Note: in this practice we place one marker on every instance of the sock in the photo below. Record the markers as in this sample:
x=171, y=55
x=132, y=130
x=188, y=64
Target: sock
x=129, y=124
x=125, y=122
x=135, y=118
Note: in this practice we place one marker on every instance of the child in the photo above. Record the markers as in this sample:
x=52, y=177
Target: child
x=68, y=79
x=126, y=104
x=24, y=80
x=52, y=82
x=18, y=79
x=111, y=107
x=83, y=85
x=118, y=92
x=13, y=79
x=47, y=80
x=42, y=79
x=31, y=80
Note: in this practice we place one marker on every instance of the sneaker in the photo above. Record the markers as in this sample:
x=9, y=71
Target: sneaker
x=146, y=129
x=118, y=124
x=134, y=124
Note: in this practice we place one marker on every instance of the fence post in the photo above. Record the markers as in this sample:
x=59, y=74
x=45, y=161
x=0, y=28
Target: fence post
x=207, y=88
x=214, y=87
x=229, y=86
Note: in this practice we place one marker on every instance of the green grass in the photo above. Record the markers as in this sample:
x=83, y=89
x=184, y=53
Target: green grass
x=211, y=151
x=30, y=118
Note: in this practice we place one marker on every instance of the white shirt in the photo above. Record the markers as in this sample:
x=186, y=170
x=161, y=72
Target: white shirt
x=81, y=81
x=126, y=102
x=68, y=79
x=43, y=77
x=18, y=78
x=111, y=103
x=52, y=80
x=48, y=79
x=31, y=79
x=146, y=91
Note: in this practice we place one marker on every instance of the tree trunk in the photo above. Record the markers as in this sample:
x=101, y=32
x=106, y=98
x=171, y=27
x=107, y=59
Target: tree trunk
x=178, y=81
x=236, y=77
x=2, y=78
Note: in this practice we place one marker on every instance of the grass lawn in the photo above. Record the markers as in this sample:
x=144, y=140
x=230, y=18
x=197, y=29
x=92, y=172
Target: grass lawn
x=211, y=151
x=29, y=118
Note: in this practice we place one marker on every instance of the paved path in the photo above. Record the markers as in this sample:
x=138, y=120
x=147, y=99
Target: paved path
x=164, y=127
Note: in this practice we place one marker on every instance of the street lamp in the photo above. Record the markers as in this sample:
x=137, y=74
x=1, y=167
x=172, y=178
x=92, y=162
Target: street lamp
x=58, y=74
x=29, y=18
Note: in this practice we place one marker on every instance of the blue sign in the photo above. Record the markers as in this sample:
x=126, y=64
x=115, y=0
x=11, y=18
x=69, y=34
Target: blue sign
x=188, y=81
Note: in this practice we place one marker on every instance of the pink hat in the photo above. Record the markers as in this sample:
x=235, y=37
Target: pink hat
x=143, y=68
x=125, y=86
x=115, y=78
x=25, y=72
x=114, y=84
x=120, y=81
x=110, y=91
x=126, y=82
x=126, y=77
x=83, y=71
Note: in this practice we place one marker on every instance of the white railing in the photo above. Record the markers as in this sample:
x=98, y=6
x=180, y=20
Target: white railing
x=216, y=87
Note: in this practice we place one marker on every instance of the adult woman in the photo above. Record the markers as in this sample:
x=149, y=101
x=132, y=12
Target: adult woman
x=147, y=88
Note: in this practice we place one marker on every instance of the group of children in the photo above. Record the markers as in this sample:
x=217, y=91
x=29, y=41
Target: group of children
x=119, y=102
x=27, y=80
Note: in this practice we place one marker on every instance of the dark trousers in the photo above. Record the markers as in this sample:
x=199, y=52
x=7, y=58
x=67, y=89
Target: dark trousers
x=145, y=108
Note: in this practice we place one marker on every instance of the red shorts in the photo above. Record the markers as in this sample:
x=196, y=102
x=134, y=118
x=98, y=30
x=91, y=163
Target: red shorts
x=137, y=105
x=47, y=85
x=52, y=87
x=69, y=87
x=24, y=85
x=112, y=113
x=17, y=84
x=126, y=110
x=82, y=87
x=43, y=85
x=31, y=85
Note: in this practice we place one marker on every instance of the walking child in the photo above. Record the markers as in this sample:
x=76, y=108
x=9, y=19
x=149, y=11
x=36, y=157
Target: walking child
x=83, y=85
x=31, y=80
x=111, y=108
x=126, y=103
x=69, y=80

# Exercise
Repeat the data in full, matching each line exactly.

# Response box
Note: in this practice we place one marker on every instance of the sock in the photo below. Record the markers as in this sample:
x=171, y=55
x=132, y=130
x=188, y=64
Target: sock
x=129, y=124
x=125, y=122
x=135, y=118
Note: in this practice we place one marker on every instance of the child in the photo above. Record the markers as in this sample:
x=52, y=177
Target: child
x=68, y=79
x=126, y=104
x=24, y=80
x=52, y=82
x=18, y=79
x=111, y=107
x=83, y=85
x=118, y=92
x=13, y=79
x=47, y=80
x=42, y=79
x=31, y=80
Note: in this practice we place one marker on every instance of the sneaker in the photo above. Record the markers as in this sample:
x=9, y=71
Target: sneaker
x=146, y=129
x=118, y=124
x=134, y=124
Note: in this practice we place one marker on every instance of the fence post in the photo above. Record the markers as in this sample:
x=59, y=74
x=45, y=161
x=0, y=28
Target: fence post
x=207, y=88
x=214, y=87
x=229, y=86
Note: in this practice we place one marker on every instance of the green grass in the photo above. Record the markers as in this sample:
x=83, y=89
x=184, y=53
Target: green grass
x=211, y=151
x=30, y=118
Note: in this practice we place one marker on every instance of the white shirt in the photo above. Record the markers as in this sample:
x=186, y=170
x=161, y=72
Target: white shirt
x=81, y=81
x=126, y=102
x=68, y=79
x=43, y=77
x=18, y=78
x=111, y=103
x=52, y=80
x=48, y=79
x=31, y=79
x=146, y=91
Note: in this practice we place one marker on every instance of the tree trunk in the photo above. Record the markers as in this sample:
x=101, y=32
x=106, y=98
x=171, y=27
x=107, y=59
Target: tree trunk
x=178, y=81
x=236, y=77
x=2, y=78
Note: in this practice we place one marker on every instance of the grass lawn in the photo above. Record the markers as in this sample:
x=144, y=140
x=230, y=18
x=197, y=29
x=92, y=172
Target: grass lawn
x=211, y=151
x=29, y=118
Note: in this practice we place one marker on every instance of the paved path in the photo above. Record the markers as in this sample:
x=138, y=120
x=147, y=99
Target: paved path
x=164, y=127
Note: in this practice we place one marker on every instance of the street lamp in the photo above. Record the markers as in this sample:
x=137, y=74
x=1, y=167
x=172, y=178
x=92, y=162
Target: street lamp
x=58, y=74
x=29, y=18
Note: in this practice we place one marker on every instance of the blue sign in the photo above. Record the markers as in this sample:
x=126, y=64
x=115, y=0
x=11, y=18
x=69, y=34
Target: blue sign
x=188, y=81
Note: in this practice we place one marker on every instance of the pink hat in the photo above. Record the markers as in this sample:
x=235, y=37
Target: pink hat
x=143, y=68
x=125, y=86
x=115, y=78
x=25, y=72
x=114, y=84
x=120, y=81
x=110, y=91
x=126, y=82
x=126, y=77
x=83, y=71
Note: in this practice we place one marker on every instance of the white railing in the photo above. Record the markers as in this sample:
x=98, y=6
x=180, y=20
Target: white railing
x=216, y=87
Note: in this practice we place one marker on every instance of the adult woman in the photo above. Record the markers as in this sample:
x=149, y=101
x=132, y=12
Target: adult woman
x=147, y=88
Note: in this practice we place one marker on every instance of the group of children in the photo above. Record the markers as in this sample:
x=217, y=91
x=29, y=41
Target: group of children
x=119, y=102
x=27, y=80
Note: in this practice we place one marker on every instance of the dark trousers in the photo above. Record the markers as in this sample:
x=199, y=52
x=7, y=58
x=67, y=89
Target: dark trousers
x=145, y=108
Note: in this practice we place one marker on every instance of the red shorts in the photo above. Record the markers as in this sample:
x=196, y=102
x=134, y=118
x=98, y=30
x=91, y=163
Target: red shorts
x=137, y=105
x=47, y=85
x=52, y=87
x=69, y=87
x=24, y=85
x=112, y=113
x=17, y=84
x=126, y=110
x=82, y=87
x=43, y=85
x=31, y=85
Note: in this practice we place one marker on every instance of the walking child in the photo above. Record the markers as in this sample:
x=76, y=108
x=9, y=19
x=149, y=11
x=36, y=157
Target: walking child
x=83, y=85
x=31, y=80
x=111, y=108
x=126, y=103
x=69, y=80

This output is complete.